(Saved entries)
_____
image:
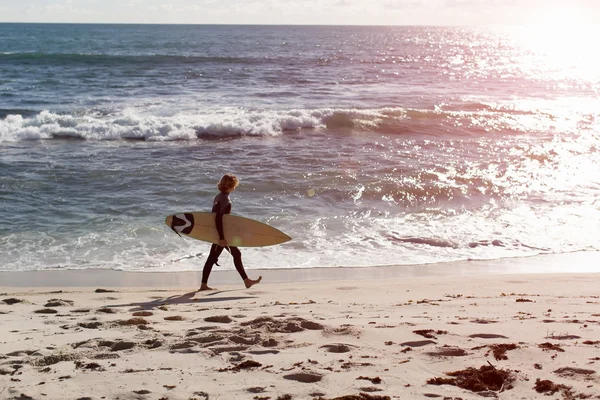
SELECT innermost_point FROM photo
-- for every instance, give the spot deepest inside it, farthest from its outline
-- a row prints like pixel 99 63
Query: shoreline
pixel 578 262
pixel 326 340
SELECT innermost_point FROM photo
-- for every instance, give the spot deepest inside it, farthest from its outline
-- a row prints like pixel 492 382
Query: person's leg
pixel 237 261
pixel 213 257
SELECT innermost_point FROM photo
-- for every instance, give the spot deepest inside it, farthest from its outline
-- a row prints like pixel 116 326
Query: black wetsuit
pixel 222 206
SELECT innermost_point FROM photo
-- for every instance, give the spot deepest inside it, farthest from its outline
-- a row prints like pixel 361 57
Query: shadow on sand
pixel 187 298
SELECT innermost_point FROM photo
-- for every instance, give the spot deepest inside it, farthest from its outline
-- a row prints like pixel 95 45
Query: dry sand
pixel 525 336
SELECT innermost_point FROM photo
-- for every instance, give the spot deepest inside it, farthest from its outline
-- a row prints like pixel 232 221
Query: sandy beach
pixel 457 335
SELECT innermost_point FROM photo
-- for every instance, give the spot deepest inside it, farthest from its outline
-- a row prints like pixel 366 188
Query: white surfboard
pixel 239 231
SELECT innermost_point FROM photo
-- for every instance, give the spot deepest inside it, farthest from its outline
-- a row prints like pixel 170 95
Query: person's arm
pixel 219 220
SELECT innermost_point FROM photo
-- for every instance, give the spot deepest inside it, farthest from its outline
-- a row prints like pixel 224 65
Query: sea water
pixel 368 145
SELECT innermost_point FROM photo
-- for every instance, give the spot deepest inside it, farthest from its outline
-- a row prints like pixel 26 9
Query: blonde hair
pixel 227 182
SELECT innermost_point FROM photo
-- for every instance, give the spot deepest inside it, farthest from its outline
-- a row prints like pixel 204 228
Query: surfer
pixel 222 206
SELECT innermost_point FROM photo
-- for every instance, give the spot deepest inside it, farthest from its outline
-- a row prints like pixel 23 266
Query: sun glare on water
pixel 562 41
_____
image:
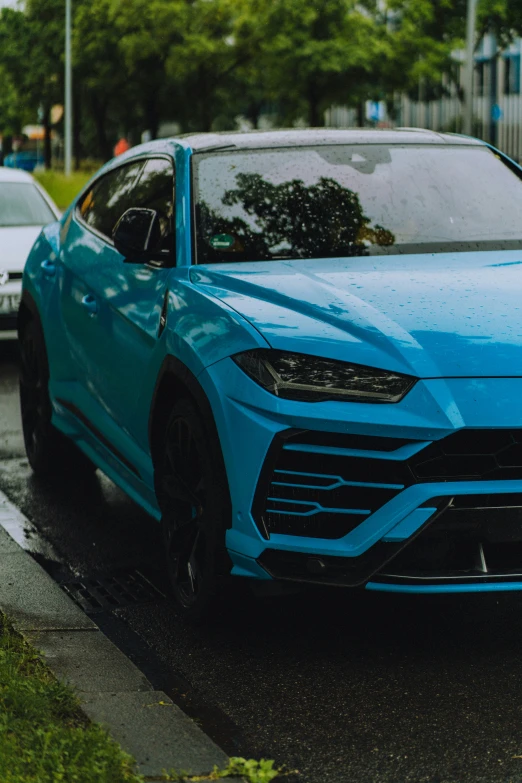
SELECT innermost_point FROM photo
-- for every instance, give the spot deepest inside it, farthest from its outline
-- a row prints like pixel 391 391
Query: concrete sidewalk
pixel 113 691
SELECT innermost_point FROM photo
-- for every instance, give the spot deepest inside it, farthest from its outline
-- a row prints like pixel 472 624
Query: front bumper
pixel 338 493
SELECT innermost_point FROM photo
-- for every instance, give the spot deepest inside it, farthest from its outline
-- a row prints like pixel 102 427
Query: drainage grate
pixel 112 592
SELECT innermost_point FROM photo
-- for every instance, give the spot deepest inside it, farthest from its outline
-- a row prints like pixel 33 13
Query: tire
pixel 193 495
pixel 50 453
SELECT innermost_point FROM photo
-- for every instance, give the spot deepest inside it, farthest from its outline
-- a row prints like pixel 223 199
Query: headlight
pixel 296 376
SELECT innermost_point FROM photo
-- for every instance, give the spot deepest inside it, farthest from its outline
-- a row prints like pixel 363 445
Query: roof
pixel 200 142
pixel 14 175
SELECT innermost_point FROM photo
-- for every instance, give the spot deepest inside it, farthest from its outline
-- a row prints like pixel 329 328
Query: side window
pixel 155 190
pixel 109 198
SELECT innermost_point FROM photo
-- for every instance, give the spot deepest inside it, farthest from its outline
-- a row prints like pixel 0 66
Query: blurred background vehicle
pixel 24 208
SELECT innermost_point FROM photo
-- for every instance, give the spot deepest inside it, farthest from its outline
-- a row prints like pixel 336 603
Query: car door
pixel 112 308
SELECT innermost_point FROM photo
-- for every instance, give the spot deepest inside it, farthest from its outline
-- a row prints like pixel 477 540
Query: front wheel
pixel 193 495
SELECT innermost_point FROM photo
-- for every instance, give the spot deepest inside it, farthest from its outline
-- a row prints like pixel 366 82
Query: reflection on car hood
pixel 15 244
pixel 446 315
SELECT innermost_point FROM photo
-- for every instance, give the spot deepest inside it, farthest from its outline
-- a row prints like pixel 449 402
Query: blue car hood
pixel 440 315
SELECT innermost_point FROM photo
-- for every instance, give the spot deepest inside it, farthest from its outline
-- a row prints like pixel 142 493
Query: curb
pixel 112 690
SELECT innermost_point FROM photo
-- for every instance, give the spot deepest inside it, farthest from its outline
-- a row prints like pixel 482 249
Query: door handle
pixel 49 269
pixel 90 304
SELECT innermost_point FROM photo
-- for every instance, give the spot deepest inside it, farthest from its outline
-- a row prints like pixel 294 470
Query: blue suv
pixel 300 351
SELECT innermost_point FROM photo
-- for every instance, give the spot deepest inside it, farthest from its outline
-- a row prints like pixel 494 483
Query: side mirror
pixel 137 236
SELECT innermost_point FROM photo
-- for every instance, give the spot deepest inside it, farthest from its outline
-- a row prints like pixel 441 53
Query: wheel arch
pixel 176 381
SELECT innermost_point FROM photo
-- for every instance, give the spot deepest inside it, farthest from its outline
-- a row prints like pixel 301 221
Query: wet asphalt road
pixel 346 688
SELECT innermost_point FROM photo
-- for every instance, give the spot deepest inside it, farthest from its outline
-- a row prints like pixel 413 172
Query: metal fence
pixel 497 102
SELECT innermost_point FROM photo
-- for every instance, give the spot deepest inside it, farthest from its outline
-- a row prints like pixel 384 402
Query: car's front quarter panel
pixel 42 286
_____
### Exercise requirements
In the data above, which lines lie between the line with "-- a row prints like pixel 329 328" and the line with "-- a row prints like pixel 366 82", inclusive? Print those lines exactly and nothing else.

### Answer box
-- a row prints like pixel 329 328
Query: side window
pixel 155 190
pixel 109 198
SELECT innermost_point FROM photo
-- for every instance, give the spot deepest inside it, farthest from its outline
-- a row prints like pixel 0 66
Query: blurred background vehicle
pixel 24 208
SELECT innermost_point FROM photo
-- for every instance, give the spot deepest inside it, farthest from its outline
-- a row prints like pixel 336 603
Query: car door
pixel 112 308
SELECT innermost_point FROM photo
-- for every instance, give the spot deepest inside it, farthest from its outline
-- a row prints like pixel 477 540
Query: front wheel
pixel 193 495
SELECT innermost_point FROM photo
-- for every instance, give the spot deepest inside it, farthest from its outline
-- a row prints like pixel 366 82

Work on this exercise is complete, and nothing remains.